[Passage provided]
The second section has three chapters that select authors because of their status as ‘Poet-Physician’ – although the book does not deal purely with poetry -, or at least exposure to medical training. This decision to keep the poets tied to some form of medical education looks arbitrary and narrows the scope of the book considerably – if not thematically and in terms of gender, then certainly regarding the most influential poets of the period. True, we have Wordsworth and Keats, but to live up to the title some engagement with the Shelleys and Coleridge, not to mention Charlotte Smith and Felicia Hemans, is needed. Chapter Three takes John Thelwall, former student at Guy’s Hospital in London, and reads his Essay on Animal Vitality (1793) against The Peripatetic; or, Sketches of the Heart, Nature and Society, also published in 1793. Chapter Four homes in on John Keats, the most famous poet-physician of all, and examines the Hyperion poems ‘as Keats’s most sustained engagements with the nature of authority and the clearest manifestations of body consciousness in his writings’ (16). This chapter eschews a reading of Keats’s medical notes and their influence on the poems, but chooses to examine the anxieties inherent in Keats’s position as a poet-physician and the way in which others (both friends and critics) chose to place him. The final chapter interestingly picks out Thomas Lovell Beddoes (son of Dr Thomas Beddoes, encountered in the first section of the book, and Anna Beddoes, sister of Maria Edgeworth) and his Death’s Jest-Book; or, The Fool’s Tragedy (published in 1850 after his suicide, but begun in 1825). Beddoes’ suicide seems to be at least partly the product of his attempts to transcend the physical body and his failure in the poetic one.
There is much of local interest in the readings of individual works in each chapter. Allard is strongest when engaging with the less well-known (or at least taught) texts, like those of Baillie, Thelwall and Lovell Beddoes. The Keats chapter’s conclusions are not exactly surprising and sometimes unwieldy in expression: ‘we see imaginative sympathy as a fundamental characteristic of the Poet-Physician and it would thus seem that one of the side-effects of the ability to feel imaginative sympathy is the need for the Poet-Physician to share the authority to author his identity with the sufferer, for without suffering, particularly the suffering of others, he cannot exercise imaginative sympathy’ (107). Nevertheless, Allard does negotiate usefully between the competing representations of the body (Hyperion, Moneta, the other Titans) in the Hyperion poems. It would have been helpful to have had a female poet and a female poetic persona – Mary Tighe/Psyche? – to contrast gendered concepts of ‘body consciousness’ at this point, but Allard’s rubric inevitably excludes women in this section.

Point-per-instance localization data
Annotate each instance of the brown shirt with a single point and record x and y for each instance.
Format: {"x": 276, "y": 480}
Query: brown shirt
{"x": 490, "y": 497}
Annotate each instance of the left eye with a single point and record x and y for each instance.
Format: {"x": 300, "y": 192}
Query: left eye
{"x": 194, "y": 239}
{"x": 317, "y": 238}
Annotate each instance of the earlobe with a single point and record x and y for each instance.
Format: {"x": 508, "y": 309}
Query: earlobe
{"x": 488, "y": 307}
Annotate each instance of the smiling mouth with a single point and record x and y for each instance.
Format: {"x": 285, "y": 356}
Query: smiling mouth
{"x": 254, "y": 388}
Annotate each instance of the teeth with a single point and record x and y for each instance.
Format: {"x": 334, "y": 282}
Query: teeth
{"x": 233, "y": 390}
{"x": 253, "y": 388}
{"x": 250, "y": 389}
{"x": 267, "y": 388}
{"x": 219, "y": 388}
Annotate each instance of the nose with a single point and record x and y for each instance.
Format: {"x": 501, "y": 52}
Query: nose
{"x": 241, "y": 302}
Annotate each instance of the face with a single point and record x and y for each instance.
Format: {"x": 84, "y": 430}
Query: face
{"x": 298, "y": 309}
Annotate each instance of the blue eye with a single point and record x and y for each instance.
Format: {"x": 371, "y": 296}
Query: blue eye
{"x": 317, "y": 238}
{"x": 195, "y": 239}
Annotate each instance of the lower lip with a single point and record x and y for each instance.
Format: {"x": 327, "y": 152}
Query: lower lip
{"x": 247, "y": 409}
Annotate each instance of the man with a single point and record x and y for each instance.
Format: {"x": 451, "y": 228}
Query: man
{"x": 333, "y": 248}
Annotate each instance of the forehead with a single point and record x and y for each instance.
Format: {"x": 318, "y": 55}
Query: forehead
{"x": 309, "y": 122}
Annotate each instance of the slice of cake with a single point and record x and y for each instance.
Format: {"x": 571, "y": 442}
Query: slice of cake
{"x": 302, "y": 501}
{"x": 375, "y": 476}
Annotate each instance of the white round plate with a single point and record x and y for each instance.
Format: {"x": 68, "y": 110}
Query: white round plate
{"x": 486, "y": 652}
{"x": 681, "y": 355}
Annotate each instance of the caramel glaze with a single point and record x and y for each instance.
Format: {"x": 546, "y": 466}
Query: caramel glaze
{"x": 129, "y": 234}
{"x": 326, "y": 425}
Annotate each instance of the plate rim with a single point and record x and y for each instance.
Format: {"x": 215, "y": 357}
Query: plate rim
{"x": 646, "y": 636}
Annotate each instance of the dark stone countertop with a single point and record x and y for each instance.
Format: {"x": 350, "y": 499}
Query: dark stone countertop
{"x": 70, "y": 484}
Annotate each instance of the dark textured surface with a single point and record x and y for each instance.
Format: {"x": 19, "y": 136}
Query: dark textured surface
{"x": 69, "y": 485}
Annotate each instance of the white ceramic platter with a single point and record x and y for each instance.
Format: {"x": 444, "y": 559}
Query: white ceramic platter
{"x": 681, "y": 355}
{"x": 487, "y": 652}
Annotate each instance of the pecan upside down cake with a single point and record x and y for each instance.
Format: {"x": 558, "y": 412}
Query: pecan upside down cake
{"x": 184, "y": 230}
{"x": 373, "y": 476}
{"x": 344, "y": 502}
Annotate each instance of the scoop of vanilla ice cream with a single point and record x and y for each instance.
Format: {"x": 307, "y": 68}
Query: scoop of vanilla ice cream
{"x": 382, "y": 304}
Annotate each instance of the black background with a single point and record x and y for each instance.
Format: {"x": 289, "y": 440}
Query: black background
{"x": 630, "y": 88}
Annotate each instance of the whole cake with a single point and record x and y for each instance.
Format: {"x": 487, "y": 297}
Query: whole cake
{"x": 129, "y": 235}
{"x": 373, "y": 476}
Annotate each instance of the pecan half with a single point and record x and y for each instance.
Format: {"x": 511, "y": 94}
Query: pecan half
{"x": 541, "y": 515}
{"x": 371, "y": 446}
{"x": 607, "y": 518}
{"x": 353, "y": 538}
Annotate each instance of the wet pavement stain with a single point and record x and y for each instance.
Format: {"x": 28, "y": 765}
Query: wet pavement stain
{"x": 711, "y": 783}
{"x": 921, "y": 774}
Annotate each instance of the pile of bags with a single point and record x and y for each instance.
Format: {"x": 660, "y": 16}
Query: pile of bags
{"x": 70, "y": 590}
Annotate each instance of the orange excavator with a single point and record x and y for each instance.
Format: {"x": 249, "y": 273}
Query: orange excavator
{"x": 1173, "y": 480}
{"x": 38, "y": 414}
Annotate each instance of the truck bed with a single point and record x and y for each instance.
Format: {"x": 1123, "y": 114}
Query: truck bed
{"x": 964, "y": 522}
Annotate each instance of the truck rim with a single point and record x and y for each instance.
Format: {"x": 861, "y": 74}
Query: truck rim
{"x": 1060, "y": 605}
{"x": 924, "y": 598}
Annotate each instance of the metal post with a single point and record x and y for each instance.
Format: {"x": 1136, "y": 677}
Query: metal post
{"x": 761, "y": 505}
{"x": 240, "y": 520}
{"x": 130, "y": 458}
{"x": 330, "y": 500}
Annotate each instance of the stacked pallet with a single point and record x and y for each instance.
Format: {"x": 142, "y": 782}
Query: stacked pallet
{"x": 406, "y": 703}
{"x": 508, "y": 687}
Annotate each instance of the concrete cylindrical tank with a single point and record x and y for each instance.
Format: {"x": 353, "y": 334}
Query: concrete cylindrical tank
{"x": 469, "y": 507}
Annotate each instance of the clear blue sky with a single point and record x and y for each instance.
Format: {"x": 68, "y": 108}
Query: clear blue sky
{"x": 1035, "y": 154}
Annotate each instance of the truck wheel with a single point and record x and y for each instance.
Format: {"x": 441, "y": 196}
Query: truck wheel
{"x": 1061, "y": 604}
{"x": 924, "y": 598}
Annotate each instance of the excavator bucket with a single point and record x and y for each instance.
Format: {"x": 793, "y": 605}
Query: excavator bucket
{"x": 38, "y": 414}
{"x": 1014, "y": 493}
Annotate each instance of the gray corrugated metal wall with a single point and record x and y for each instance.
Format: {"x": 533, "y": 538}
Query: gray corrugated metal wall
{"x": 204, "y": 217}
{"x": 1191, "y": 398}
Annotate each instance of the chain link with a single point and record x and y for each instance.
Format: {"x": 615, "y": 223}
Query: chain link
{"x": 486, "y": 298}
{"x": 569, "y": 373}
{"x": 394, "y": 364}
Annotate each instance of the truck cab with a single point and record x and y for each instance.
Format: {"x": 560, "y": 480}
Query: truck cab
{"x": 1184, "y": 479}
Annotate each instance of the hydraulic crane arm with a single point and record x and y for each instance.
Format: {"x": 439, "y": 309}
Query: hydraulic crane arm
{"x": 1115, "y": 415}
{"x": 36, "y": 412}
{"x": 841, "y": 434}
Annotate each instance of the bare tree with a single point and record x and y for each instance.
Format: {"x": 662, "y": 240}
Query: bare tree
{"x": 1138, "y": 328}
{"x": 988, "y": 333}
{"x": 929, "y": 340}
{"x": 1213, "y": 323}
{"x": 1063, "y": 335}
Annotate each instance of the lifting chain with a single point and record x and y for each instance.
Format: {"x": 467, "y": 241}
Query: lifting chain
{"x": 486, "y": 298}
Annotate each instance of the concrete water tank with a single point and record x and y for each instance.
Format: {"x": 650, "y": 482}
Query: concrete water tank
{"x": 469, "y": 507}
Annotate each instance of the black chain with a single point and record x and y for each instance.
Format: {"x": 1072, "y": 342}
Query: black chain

[The problem] Put this sentence from the book review into Spanish: "Beddoes’ suicide seems to be at least partly the product of his attempts to transcend the physical body and his failure in the poetic one." The items are separate material with no connection to the book review.

[Task response] El suicidio de Beddoes parece ser, al menos en parte, producto de sus intentos de trascender el cuerpo físico y de su fracaso en el poético.